Nothing but the lines from the one that contains "# each point" to the end of the records should be printed, both ends included, exactly as given.

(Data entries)
=== Section Start ===
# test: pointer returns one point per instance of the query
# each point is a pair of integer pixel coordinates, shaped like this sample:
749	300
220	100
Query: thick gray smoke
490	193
=== Section End ===
Task response:
# each point is a pair of integer pixel coordinates, shaped like this sample:
749	300
220	100
Query: thick gray smoke
490	193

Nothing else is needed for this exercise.